Concluding the GRC Analyst Rant
If you have been following my posts, you will know that I created a firestorm of discussion on: Rethinking GRC, Analyst Rant, Gartner’s 2012 EGRC Magic Quadrant. If you go to this link you will see the range of comments – many anonymous – from on the topic.
French Caldwell, who continues to be a gracious and friendly nemesis (it is interesting to be able to call someone a nemesis and friend), posted a response on his blog Oh Michael — Your Rant . . .
October and November got me caught up in a whirlwind of activity and thus I am a month late in responding. But I owe my followers a response. Here it is . . .
My point of view is that Gartner and Forrester have the incorrect view of the GRC market. More effort needs to be put into modeling the variety of niches of the GRC market and focus on GRC as an architecture that brings different pieces together. My findings are that 86% of the market spending is on organizations looking for GRC software to solve specific issues or enhance department level processes. Only 14% of the spending is on what we call Enterprise GRC. Organizations looking for GRC software often turn to the Gartner and Forrester reports to build their shortlists and find to their discouragement that they do not provide the detail to make decisions on GRC software specific to their challenges. Basically, the depth of research provided by Gartner and Forrester in GRC is lacking. The industry needs GRC technology research that is broader and deeper. In fairness, French points out that EGRC is just one aspect of his view of the market. Unfortunately, it is the EGRC MQ that many turn to because they have nothing else that goes into depth in these various niches.

DATASET CONTENT:

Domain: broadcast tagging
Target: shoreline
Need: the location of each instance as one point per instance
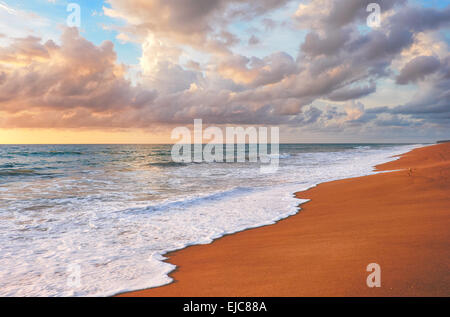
(215, 255)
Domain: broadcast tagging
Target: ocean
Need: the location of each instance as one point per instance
(96, 220)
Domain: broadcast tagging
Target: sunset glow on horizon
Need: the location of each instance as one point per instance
(133, 70)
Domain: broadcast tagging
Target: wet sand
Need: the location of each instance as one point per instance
(400, 220)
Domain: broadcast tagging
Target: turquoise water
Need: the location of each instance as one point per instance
(112, 211)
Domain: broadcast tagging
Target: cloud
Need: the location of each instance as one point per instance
(325, 87)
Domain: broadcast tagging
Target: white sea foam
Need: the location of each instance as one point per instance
(117, 227)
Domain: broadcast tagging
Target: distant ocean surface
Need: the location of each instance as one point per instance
(114, 210)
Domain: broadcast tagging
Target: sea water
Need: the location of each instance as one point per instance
(109, 213)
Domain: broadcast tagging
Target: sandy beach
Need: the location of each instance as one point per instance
(398, 219)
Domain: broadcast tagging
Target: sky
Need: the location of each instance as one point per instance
(133, 70)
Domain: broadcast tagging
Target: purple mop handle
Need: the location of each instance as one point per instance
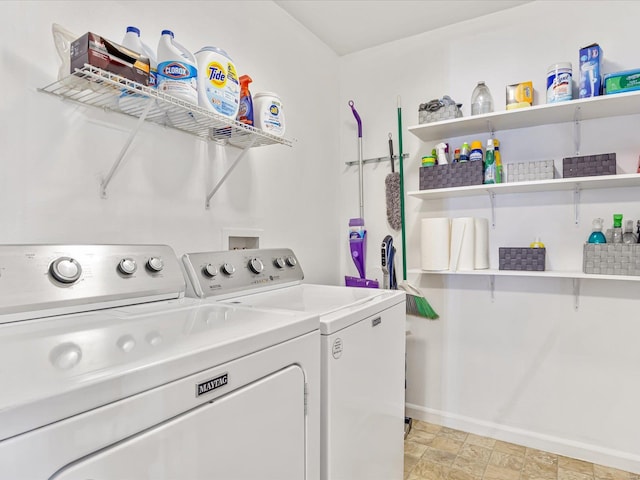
(355, 114)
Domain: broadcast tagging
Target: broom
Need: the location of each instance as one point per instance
(416, 304)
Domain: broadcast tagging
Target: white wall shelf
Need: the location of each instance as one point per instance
(575, 110)
(576, 276)
(558, 184)
(517, 273)
(99, 88)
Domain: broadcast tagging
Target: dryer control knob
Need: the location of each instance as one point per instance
(256, 265)
(228, 269)
(209, 270)
(155, 264)
(127, 266)
(291, 261)
(65, 269)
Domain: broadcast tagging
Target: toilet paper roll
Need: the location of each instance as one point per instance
(435, 237)
(463, 244)
(481, 260)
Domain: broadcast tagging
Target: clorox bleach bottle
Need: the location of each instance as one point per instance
(218, 84)
(177, 71)
(130, 102)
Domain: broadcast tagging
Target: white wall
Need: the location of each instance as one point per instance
(524, 366)
(54, 153)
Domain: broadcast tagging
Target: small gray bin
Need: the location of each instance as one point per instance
(589, 165)
(612, 259)
(451, 175)
(522, 258)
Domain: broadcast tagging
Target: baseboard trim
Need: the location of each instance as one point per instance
(561, 446)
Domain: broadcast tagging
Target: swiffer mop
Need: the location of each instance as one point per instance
(416, 303)
(357, 232)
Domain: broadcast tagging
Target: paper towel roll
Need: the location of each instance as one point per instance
(481, 260)
(463, 244)
(435, 236)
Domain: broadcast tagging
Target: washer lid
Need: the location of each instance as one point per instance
(338, 307)
(54, 368)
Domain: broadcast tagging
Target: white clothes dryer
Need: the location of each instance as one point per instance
(362, 352)
(107, 372)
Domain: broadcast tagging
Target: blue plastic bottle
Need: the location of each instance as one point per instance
(597, 236)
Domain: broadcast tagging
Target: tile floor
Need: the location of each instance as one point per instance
(432, 452)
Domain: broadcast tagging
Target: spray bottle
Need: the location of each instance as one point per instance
(490, 175)
(596, 235)
(245, 112)
(441, 148)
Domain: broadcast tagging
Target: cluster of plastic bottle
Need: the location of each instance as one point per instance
(174, 71)
(616, 235)
(490, 157)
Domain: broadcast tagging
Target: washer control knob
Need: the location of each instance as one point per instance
(65, 269)
(291, 261)
(127, 266)
(155, 264)
(209, 270)
(256, 265)
(228, 269)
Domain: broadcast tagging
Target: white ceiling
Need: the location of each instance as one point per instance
(348, 26)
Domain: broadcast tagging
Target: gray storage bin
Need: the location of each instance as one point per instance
(522, 258)
(611, 258)
(451, 175)
(589, 165)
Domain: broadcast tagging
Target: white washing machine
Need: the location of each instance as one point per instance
(107, 372)
(362, 352)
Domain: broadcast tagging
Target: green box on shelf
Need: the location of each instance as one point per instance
(522, 259)
(460, 174)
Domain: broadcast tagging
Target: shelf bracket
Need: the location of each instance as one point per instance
(577, 133)
(576, 204)
(492, 284)
(492, 199)
(106, 180)
(228, 172)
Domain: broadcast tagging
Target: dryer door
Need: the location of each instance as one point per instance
(255, 432)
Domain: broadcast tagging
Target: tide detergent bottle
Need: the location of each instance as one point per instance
(218, 84)
(177, 71)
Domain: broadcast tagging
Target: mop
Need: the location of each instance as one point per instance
(416, 304)
(357, 231)
(392, 185)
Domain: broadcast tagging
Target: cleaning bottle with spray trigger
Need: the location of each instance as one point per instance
(597, 236)
(245, 110)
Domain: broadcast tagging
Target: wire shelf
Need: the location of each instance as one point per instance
(99, 88)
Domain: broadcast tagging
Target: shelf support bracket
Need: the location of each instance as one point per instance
(492, 199)
(228, 172)
(576, 204)
(106, 180)
(577, 134)
(492, 284)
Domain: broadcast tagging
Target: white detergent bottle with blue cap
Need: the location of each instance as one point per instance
(134, 103)
(177, 70)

GOAL OF THE EXERCISE:
Repeat word for word the part of the GRC rant above, starting with "French Caldwell, who" and going on through "Here it is . . .".

WRITTEN REPLY:
French Caldwell, who continues to be a gracious and friendly nemesis (it is interesting to be able to call someone a nemesis and friend), posted a response on his blog Oh Michael — Your Rant . . .
October and November got me caught up in a whirlwind of activity and thus I am a month late in responding. But I owe my followers a response. Here it is . . .